### WRITTEN EXERCISE
Rewrite every line of the listing below as a JSON list of strings, one string per line, with blank lines omitted. Leave the pictures out of your answer.

### RECORDS SUPPLIED

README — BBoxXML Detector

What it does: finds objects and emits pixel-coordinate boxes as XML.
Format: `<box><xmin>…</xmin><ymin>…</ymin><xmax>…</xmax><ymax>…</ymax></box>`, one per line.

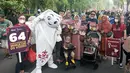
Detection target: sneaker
<box><xmin>119</xmin><ymin>63</ymin><xmax>123</xmax><ymax>68</ymax></box>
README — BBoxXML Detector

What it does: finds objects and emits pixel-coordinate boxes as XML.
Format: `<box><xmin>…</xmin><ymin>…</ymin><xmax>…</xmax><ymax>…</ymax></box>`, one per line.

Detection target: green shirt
<box><xmin>0</xmin><ymin>19</ymin><xmax>12</xmax><ymax>39</ymax></box>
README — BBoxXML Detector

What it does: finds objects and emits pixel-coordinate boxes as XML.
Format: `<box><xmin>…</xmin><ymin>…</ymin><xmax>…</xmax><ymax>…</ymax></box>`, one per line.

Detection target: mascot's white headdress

### WRITTEN SOLUTION
[
  "README — BBoxXML Detector",
  "What it does: finds objects and emits pixel-coordinate boxes as XML.",
  "Format: `<box><xmin>…</xmin><ymin>…</ymin><xmax>…</xmax><ymax>…</ymax></box>`, one per line.",
  "Detection target: sneaker",
  "<box><xmin>119</xmin><ymin>63</ymin><xmax>123</xmax><ymax>68</ymax></box>",
  "README — BBoxXML Detector",
  "What it does: finds objects and emits pixel-coordinate boxes as XML.",
  "Format: `<box><xmin>…</xmin><ymin>…</ymin><xmax>…</xmax><ymax>…</ymax></box>`, one per line.",
  "Detection target: green shirt",
  "<box><xmin>0</xmin><ymin>19</ymin><xmax>12</xmax><ymax>39</ymax></box>",
  "README — BBoxXML Detector",
  "What it does: finds objects and emits pixel-coordinate boxes as XML.",
  "Format: `<box><xmin>…</xmin><ymin>…</ymin><xmax>…</xmax><ymax>…</ymax></box>`, one per line.",
  "Detection target: mascot's white headdress"
]